## start

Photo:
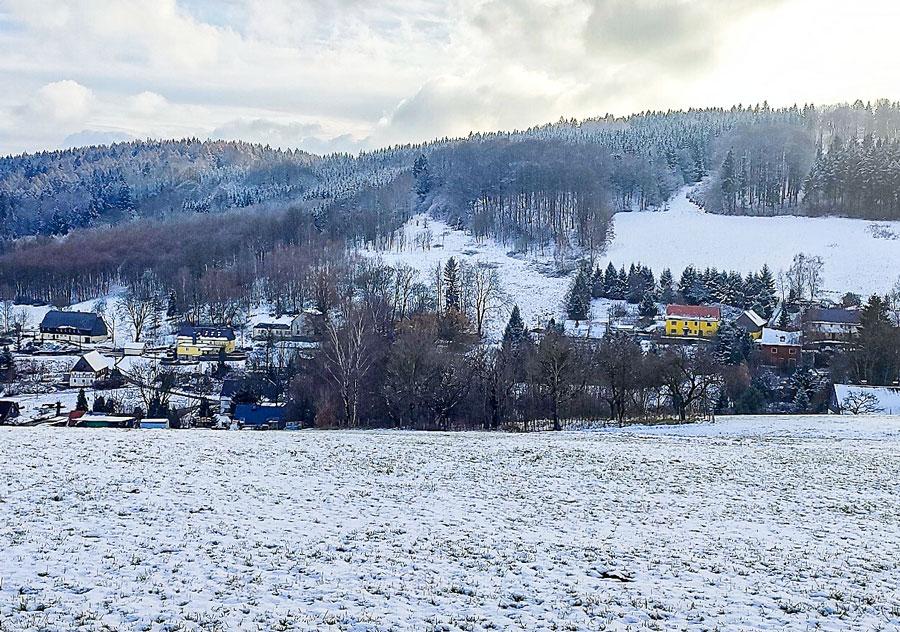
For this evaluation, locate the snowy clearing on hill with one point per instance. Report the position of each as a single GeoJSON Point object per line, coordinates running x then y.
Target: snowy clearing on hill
{"type": "Point", "coordinates": [744, 523]}
{"type": "Point", "coordinates": [860, 256]}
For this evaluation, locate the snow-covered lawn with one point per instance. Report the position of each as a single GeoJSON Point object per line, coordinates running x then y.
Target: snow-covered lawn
{"type": "Point", "coordinates": [742, 524]}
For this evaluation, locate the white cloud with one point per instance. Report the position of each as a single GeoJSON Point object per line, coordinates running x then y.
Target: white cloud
{"type": "Point", "coordinates": [62, 101]}
{"type": "Point", "coordinates": [370, 73]}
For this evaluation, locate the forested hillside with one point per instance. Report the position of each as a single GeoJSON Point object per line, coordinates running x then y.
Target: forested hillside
{"type": "Point", "coordinates": [55, 192]}
{"type": "Point", "coordinates": [549, 188]}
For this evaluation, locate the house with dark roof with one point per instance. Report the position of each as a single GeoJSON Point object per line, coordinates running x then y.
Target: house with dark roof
{"type": "Point", "coordinates": [692, 321]}
{"type": "Point", "coordinates": [780, 348]}
{"type": "Point", "coordinates": [259, 416]}
{"type": "Point", "coordinates": [751, 322]}
{"type": "Point", "coordinates": [199, 340]}
{"type": "Point", "coordinates": [76, 327]}
{"type": "Point", "coordinates": [832, 325]}
{"type": "Point", "coordinates": [89, 368]}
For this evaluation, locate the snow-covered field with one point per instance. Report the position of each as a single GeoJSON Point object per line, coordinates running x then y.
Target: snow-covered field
{"type": "Point", "coordinates": [860, 256]}
{"type": "Point", "coordinates": [782, 523]}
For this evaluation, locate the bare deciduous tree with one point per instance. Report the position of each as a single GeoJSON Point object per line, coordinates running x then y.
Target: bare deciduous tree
{"type": "Point", "coordinates": [347, 356]}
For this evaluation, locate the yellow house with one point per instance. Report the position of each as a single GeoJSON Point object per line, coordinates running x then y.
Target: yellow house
{"type": "Point", "coordinates": [692, 321]}
{"type": "Point", "coordinates": [193, 341]}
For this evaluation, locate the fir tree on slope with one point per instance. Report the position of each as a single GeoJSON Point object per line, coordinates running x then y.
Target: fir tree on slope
{"type": "Point", "coordinates": [515, 335]}
{"type": "Point", "coordinates": [801, 402]}
{"type": "Point", "coordinates": [578, 300]}
{"type": "Point", "coordinates": [610, 281]}
{"type": "Point", "coordinates": [452, 293]}
{"type": "Point", "coordinates": [666, 287]}
{"type": "Point", "coordinates": [647, 307]}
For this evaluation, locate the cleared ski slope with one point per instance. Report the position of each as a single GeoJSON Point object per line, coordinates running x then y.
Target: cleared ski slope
{"type": "Point", "coordinates": [860, 256]}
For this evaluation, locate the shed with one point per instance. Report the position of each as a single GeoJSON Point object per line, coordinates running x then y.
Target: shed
{"type": "Point", "coordinates": [153, 423]}
{"type": "Point", "coordinates": [259, 415]}
{"type": "Point", "coordinates": [9, 410]}
{"type": "Point", "coordinates": [861, 399]}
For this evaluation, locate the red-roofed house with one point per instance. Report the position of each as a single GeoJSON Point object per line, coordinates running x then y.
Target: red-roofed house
{"type": "Point", "coordinates": [692, 321]}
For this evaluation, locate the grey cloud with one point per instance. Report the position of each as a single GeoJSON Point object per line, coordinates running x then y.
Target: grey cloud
{"type": "Point", "coordinates": [309, 137]}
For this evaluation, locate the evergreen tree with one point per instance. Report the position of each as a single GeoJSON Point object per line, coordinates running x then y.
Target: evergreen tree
{"type": "Point", "coordinates": [666, 287]}
{"type": "Point", "coordinates": [733, 344]}
{"type": "Point", "coordinates": [688, 286]}
{"type": "Point", "coordinates": [801, 402]}
{"type": "Point", "coordinates": [515, 335]}
{"type": "Point", "coordinates": [452, 292]}
{"type": "Point", "coordinates": [81, 402]}
{"type": "Point", "coordinates": [597, 285]}
{"type": "Point", "coordinates": [766, 296]}
{"type": "Point", "coordinates": [784, 319]}
{"type": "Point", "coordinates": [610, 281]}
{"type": "Point", "coordinates": [578, 301]}
{"type": "Point", "coordinates": [621, 285]}
{"type": "Point", "coordinates": [729, 181]}
{"type": "Point", "coordinates": [647, 307]}
{"type": "Point", "coordinates": [422, 175]}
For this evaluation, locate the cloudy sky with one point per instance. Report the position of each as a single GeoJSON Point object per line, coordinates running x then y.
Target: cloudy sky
{"type": "Point", "coordinates": [329, 75]}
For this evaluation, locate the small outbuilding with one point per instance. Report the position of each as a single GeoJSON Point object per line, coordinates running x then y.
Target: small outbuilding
{"type": "Point", "coordinates": [9, 410]}
{"type": "Point", "coordinates": [259, 416]}
{"type": "Point", "coordinates": [861, 399]}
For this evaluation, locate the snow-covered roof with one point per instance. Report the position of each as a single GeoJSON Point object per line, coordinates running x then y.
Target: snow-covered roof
{"type": "Point", "coordinates": [755, 318]}
{"type": "Point", "coordinates": [777, 337]}
{"type": "Point", "coordinates": [693, 311]}
{"type": "Point", "coordinates": [92, 361]}
{"type": "Point", "coordinates": [884, 399]}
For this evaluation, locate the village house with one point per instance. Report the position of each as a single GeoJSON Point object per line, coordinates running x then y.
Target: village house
{"type": "Point", "coordinates": [276, 329]}
{"type": "Point", "coordinates": [90, 367]}
{"type": "Point", "coordinates": [101, 420]}
{"type": "Point", "coordinates": [229, 387]}
{"type": "Point", "coordinates": [76, 327]}
{"type": "Point", "coordinates": [833, 325]}
{"type": "Point", "coordinates": [305, 325]}
{"type": "Point", "coordinates": [780, 348]}
{"type": "Point", "coordinates": [199, 340]}
{"type": "Point", "coordinates": [8, 411]}
{"type": "Point", "coordinates": [692, 321]}
{"type": "Point", "coordinates": [134, 348]}
{"type": "Point", "coordinates": [752, 323]}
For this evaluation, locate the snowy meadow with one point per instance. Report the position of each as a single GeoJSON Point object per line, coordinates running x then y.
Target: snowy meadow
{"type": "Point", "coordinates": [787, 523]}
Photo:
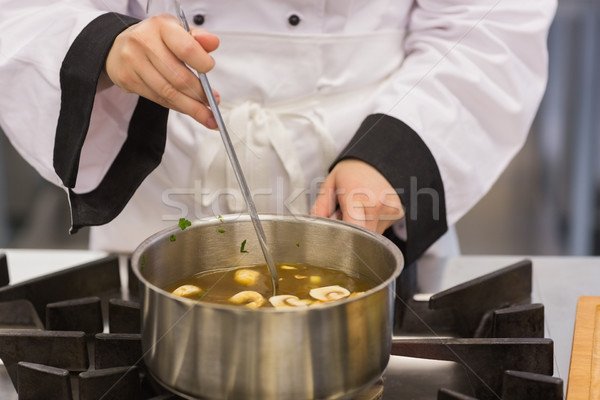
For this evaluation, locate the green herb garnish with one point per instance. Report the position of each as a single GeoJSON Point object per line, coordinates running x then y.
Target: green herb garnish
{"type": "Point", "coordinates": [184, 223]}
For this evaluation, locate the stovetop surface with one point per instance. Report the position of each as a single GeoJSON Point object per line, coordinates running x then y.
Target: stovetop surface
{"type": "Point", "coordinates": [558, 282]}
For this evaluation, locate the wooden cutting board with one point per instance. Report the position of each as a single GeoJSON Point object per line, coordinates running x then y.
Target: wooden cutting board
{"type": "Point", "coordinates": [584, 373]}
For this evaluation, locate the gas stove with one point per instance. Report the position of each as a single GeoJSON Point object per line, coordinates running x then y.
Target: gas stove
{"type": "Point", "coordinates": [465, 328]}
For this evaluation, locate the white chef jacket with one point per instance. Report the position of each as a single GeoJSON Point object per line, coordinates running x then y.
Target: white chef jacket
{"type": "Point", "coordinates": [298, 81]}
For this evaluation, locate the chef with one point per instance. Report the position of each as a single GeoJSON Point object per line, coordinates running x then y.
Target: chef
{"type": "Point", "coordinates": [393, 115]}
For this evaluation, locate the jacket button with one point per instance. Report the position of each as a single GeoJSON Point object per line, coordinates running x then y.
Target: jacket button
{"type": "Point", "coordinates": [294, 20]}
{"type": "Point", "coordinates": [198, 19]}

## end

_Set problem_: Update the data above, replacing every "one point per instance" with "a single point for each instance" and changing nothing else. Leave the pictures out of your answer.

_Written answer_:
Photo:
For this evaluation, locate the snowy clearing on hill with a single point for each instance. Report the position of each as a single GeoJSON Point object per line, coordinates running x then y.
Target: snowy clearing on hill
{"type": "Point", "coordinates": [744, 523]}
{"type": "Point", "coordinates": [860, 256]}
For this evaluation, locate the snow-covered lawn with a single point for each instance. Report the position of each as a single GeoJSON Point object per line, coordinates running x then y.
Target: snow-covered lawn
{"type": "Point", "coordinates": [742, 524]}
For this evaluation, locate the white cloud with a single point for each instance. Report the position of each as a single GeoJSON Point object per line, coordinates running x then y.
Target: white cloud
{"type": "Point", "coordinates": [62, 101]}
{"type": "Point", "coordinates": [370, 73]}
For this evaluation, locate the forested hillside with a single point for each instance. Report the position of each as a single GeoJSON Point object per line, coordinates running x then y.
Target: forested hillside
{"type": "Point", "coordinates": [55, 192]}
{"type": "Point", "coordinates": [549, 188]}
For this evaluation, locate the house with dark roof with a single point for each instance. Report the position of each as a single GeoJSON Point object per line, coordinates running x then y.
Target: house with dark roof
{"type": "Point", "coordinates": [692, 321]}
{"type": "Point", "coordinates": [780, 348]}
{"type": "Point", "coordinates": [259, 416]}
{"type": "Point", "coordinates": [751, 322]}
{"type": "Point", "coordinates": [199, 340]}
{"type": "Point", "coordinates": [76, 327]}
{"type": "Point", "coordinates": [832, 325]}
{"type": "Point", "coordinates": [89, 368]}
For this evaluation, locate the snow-covered field with a single point for each instance. Report the position of each as a single GeoJSON Point object per line, coordinates running x then y.
Target: snow-covered field
{"type": "Point", "coordinates": [860, 256]}
{"type": "Point", "coordinates": [782, 523]}
For this evaluation, locate the bare deciduous tree with a single point for each instance. Report the position of each as a single GeoJSON Point object per line, coordinates running x then y.
Target: bare deciduous tree
{"type": "Point", "coordinates": [347, 356]}
For this evaluation, locate the yellow house with a single point for each instance. Report the position of each as a single GeoJSON Point object per line, coordinates running x then y.
Target: yellow house
{"type": "Point", "coordinates": [692, 321]}
{"type": "Point", "coordinates": [193, 341]}
For this evaluation, locate the fir tree on slope with a single point for each instance. Report the position of each as a single GeoJSON Point object per line, coordinates running x then y.
Target: fir tree on slope
{"type": "Point", "coordinates": [515, 335]}
{"type": "Point", "coordinates": [801, 402]}
{"type": "Point", "coordinates": [578, 300]}
{"type": "Point", "coordinates": [610, 281]}
{"type": "Point", "coordinates": [452, 293]}
{"type": "Point", "coordinates": [666, 287]}
{"type": "Point", "coordinates": [647, 307]}
For this evaluation, locate the cleared ski slope with a single point for each instance. Report the position of each as a single GeoJSON Point object per line, coordinates running x then y.
Target: cleared ski slope
{"type": "Point", "coordinates": [860, 256]}
For this evaluation, locate the shed with a single point for each instance. Report the position of each as a single GeoJSON Point object per line, coordinates running x then y.
Target: shed
{"type": "Point", "coordinates": [153, 423]}
{"type": "Point", "coordinates": [259, 415]}
{"type": "Point", "coordinates": [9, 410]}
{"type": "Point", "coordinates": [861, 399]}
For this evaluation, locate the red-roofed house with a single point for each instance. Report the position of each as a single GeoJSON Point object per line, coordinates running x then y.
Target: red-roofed house
{"type": "Point", "coordinates": [692, 321]}
For this evaluation, locate the grey cloud with a single point for each instance. Report the position of each as a single GeoJSON Point object per line, coordinates running x then y.
Target: grey cloud
{"type": "Point", "coordinates": [309, 137]}
For this evaluation, locate the evergreen tree with a single point for each instance. Report the position of each as a single GeoJSON Point object per line, coordinates running x then y.
Target: evergreen tree
{"type": "Point", "coordinates": [666, 287]}
{"type": "Point", "coordinates": [733, 344]}
{"type": "Point", "coordinates": [688, 286]}
{"type": "Point", "coordinates": [801, 402]}
{"type": "Point", "coordinates": [515, 335]}
{"type": "Point", "coordinates": [452, 292]}
{"type": "Point", "coordinates": [81, 402]}
{"type": "Point", "coordinates": [597, 285]}
{"type": "Point", "coordinates": [766, 296]}
{"type": "Point", "coordinates": [784, 319]}
{"type": "Point", "coordinates": [610, 281]}
{"type": "Point", "coordinates": [578, 301]}
{"type": "Point", "coordinates": [621, 285]}
{"type": "Point", "coordinates": [729, 181]}
{"type": "Point", "coordinates": [647, 307]}
{"type": "Point", "coordinates": [422, 175]}
For this evaluation, locate the cloudy sky with a single point for each instance. Report the position of each as a single GeoJSON Point object per line, coordinates running x then y.
Target: cloudy sky
{"type": "Point", "coordinates": [329, 75]}
For this evaluation, locate the small outbuilding with a single point for each instance. Report the position of each as a single GeoJSON Point object per line, coordinates running x then y.
Target: small outbuilding
{"type": "Point", "coordinates": [9, 410]}
{"type": "Point", "coordinates": [259, 416]}
{"type": "Point", "coordinates": [861, 399]}
For this evaluation, locate the snow-covered roof with a single point for each instance. Report the position of each as a single GeoJSON Point object per line, coordinates running x then y.
Target: snow-covered roof
{"type": "Point", "coordinates": [755, 318]}
{"type": "Point", "coordinates": [777, 337]}
{"type": "Point", "coordinates": [693, 311]}
{"type": "Point", "coordinates": [92, 361]}
{"type": "Point", "coordinates": [884, 399]}
For this evaluation, locate the village house with a single point for each instance. Report the position of each as a single GeoJSON Point object per line, coordinates running x then y.
Target: village house
{"type": "Point", "coordinates": [276, 329]}
{"type": "Point", "coordinates": [90, 367]}
{"type": "Point", "coordinates": [101, 420]}
{"type": "Point", "coordinates": [229, 387]}
{"type": "Point", "coordinates": [76, 327]}
{"type": "Point", "coordinates": [833, 325]}
{"type": "Point", "coordinates": [305, 325]}
{"type": "Point", "coordinates": [780, 348]}
{"type": "Point", "coordinates": [199, 340]}
{"type": "Point", "coordinates": [8, 411]}
{"type": "Point", "coordinates": [692, 321]}
{"type": "Point", "coordinates": [134, 348]}
{"type": "Point", "coordinates": [752, 323]}
For this evaluation, locate the snowy meadow with a single point for each instance. Report the position of each as a single GeoJSON Point object per line, coordinates running x then y.
Target: snowy meadow
{"type": "Point", "coordinates": [787, 523]}
Photo:
For this evaluation, locate the green herb garnish with a single point for each instance. Report the position of each as a single GeoJSON Point object per line, coordinates running x then y.
Target: green herb garnish
{"type": "Point", "coordinates": [184, 223]}
For this evaluation, locate the stovetop surface with a single point for each instance. Report the position of each as a single GeoJSON Point object per line, coordinates running x then y.
Target: stovetop surface
{"type": "Point", "coordinates": [558, 282]}
For this evaluation, locate the wooden cutting board with a single point for each instance. Report the position of each as a single GeoJSON Point object per line, coordinates running x then y.
Target: wooden cutting board
{"type": "Point", "coordinates": [584, 373]}
For this evaluation, locate the gas stove with a single point for each instance. Report the position of each as a single GeoJSON Point object per line, coordinates running x then y.
Target: gas stove
{"type": "Point", "coordinates": [465, 328]}
For this evaluation, locate the white chef jacket with a single point for each instance. Report the position of each as a single GeoJSON Point object per line, coordinates running x then y.
Target: white chef jacket
{"type": "Point", "coordinates": [298, 81]}
For this evaluation, locate the chef with a single point for each instance. Report the position of each as a single GeoJSON Point object per line, coordinates running x then y.
Target: chef
{"type": "Point", "coordinates": [393, 115]}
For this evaluation, locate the jacket button with a single point for each instance. Report the position of each as a single GeoJSON Point object per line, coordinates running x then y.
Target: jacket button
{"type": "Point", "coordinates": [294, 20]}
{"type": "Point", "coordinates": [198, 19]}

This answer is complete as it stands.